<<<<
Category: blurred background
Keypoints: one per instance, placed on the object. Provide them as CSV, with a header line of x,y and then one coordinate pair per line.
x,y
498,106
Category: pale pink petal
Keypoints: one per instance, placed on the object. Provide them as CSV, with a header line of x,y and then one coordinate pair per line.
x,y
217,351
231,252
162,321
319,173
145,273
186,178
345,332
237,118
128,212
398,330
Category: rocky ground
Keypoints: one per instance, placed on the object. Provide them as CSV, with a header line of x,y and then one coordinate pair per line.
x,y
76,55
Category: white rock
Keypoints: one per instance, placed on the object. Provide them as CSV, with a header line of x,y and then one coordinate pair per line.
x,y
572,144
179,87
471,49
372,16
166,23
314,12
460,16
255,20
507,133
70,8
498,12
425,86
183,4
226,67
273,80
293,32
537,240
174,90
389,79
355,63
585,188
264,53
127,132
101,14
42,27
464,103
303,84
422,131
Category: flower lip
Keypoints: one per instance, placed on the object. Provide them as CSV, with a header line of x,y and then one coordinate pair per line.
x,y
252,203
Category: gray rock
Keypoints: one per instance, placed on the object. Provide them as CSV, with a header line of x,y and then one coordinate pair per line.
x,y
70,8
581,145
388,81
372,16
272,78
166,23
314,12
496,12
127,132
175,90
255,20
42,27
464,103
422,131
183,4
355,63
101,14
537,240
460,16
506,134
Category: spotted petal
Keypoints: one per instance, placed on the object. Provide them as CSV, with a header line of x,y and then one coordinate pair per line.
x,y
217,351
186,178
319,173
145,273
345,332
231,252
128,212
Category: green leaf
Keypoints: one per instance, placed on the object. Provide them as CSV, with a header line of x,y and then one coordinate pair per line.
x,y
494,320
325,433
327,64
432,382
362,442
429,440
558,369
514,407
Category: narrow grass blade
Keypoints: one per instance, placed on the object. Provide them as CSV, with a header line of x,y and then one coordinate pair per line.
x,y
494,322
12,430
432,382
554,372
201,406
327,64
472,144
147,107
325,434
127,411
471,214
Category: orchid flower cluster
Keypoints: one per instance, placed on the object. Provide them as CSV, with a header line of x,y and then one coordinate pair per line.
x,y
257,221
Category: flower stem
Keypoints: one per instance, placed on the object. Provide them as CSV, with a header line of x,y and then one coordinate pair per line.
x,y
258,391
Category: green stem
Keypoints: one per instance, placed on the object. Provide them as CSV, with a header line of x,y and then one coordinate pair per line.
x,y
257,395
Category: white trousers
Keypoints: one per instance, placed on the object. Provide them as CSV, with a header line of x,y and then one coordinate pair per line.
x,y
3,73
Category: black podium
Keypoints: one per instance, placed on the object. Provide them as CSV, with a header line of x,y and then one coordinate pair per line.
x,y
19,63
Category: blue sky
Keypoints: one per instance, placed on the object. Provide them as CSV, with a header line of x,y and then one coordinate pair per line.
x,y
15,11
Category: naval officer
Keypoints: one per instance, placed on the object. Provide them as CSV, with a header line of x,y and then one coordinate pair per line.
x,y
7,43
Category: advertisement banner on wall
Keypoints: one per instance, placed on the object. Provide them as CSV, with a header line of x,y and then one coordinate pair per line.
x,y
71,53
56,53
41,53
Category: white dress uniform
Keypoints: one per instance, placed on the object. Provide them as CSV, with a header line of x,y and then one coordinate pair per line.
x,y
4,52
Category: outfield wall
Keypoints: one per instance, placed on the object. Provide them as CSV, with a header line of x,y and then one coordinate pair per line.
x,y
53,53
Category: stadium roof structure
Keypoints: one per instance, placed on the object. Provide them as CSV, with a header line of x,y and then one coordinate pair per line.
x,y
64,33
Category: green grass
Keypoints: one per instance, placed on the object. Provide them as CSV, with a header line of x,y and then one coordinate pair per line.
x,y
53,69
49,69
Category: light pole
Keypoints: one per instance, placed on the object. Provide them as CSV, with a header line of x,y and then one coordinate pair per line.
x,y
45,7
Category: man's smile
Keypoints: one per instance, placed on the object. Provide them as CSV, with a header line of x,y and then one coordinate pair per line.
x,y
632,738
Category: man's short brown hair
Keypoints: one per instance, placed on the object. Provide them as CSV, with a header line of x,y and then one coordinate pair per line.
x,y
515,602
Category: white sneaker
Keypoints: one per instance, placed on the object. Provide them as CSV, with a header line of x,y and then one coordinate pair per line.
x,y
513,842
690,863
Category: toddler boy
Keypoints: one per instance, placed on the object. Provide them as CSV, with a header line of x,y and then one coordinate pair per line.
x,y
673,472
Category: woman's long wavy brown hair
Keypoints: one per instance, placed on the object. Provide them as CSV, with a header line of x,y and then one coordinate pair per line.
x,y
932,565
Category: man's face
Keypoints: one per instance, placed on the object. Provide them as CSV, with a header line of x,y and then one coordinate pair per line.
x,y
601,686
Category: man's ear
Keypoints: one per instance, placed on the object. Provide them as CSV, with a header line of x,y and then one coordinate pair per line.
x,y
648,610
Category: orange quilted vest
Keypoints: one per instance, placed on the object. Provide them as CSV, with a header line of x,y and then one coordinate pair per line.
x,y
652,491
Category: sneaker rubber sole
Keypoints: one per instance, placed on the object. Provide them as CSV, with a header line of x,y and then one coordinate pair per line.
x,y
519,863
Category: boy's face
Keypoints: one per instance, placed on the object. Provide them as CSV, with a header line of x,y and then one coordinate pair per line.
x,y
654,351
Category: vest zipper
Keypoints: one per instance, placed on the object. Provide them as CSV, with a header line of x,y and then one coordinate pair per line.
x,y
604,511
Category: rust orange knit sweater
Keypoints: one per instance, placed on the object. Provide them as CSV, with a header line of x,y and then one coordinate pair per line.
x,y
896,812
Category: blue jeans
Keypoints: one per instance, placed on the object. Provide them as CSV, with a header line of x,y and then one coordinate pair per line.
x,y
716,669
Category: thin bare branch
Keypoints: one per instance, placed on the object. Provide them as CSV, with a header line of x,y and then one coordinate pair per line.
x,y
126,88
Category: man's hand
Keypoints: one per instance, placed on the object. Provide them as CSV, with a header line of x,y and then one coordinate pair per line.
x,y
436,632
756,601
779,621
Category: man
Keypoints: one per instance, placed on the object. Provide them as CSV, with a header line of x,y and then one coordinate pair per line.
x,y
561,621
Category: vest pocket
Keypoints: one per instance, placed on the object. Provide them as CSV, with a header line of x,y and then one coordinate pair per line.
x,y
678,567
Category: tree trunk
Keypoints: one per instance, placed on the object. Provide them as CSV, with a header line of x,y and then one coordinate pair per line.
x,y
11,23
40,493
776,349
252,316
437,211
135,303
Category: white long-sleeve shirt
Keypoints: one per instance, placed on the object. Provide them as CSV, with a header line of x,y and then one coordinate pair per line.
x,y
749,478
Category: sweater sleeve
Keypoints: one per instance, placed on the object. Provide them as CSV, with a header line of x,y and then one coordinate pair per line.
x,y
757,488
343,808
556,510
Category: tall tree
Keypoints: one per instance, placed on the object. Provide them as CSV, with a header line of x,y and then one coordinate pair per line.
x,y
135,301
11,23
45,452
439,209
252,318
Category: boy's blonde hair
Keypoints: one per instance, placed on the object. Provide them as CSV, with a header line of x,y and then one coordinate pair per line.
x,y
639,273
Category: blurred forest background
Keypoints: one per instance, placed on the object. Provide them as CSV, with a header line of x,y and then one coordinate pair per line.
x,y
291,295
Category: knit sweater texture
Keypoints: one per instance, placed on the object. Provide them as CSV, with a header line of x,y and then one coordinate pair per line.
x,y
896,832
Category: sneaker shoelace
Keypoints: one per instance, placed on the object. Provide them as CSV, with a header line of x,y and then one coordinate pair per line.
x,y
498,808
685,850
>>>>
## WHAT IS EXPECTED:
Update the stretch from the line containing "Category: tree trunk" through the end of the items, replacing "sweater" with "pullover" and leaving everything else unchanged. Return only those lines.

## FINISHED ANSWER:
Category: tree trunk
Keypoints: one per instance, placed on the object. Provide them as CSV, with a header line of x,y and then one coordinate pair per line.
x,y
11,23
40,493
776,349
252,316
437,211
135,303
Category: white long-sleeve shirt
Keypoints: one per instance, placed on the object. Provide them as CSV, with a header line of x,y and then one coordinate pair per line.
x,y
749,478
Category: pullover sleeve
Keypoints: one per instance, placed on the object. Provide them as CSV, with a header line of x,y and then one coordinate pair per line.
x,y
757,488
343,808
556,510
Category: tall tree
Keypoints: one per instance, placed on the object. Provide them as CSV, with a header line of x,y and then one coordinate pair per line.
x,y
135,301
11,23
45,452
439,209
252,318
Category: boy's blonde hair
Keypoints: one per instance, placed on the object. Provide them as CSV, with a header line of x,y and then one coordinate pair per line.
x,y
639,273
Category: blurred forest background
Keypoints: one per instance, placed on the object. Provide them as CSV, with a header line of x,y and then one coordinate pair per line.
x,y
291,295
Category: knit pullover texture
Keypoints: one per instance, placed on the object. Provide them as CSV, with a header line of x,y and then one coordinate pair per line.
x,y
896,832
Category: sneaker shoelace
Keypoints: one per instance, placed on the object. Provide them as CSV, with a header line of x,y and then one coordinate pair per line.
x,y
498,808
685,850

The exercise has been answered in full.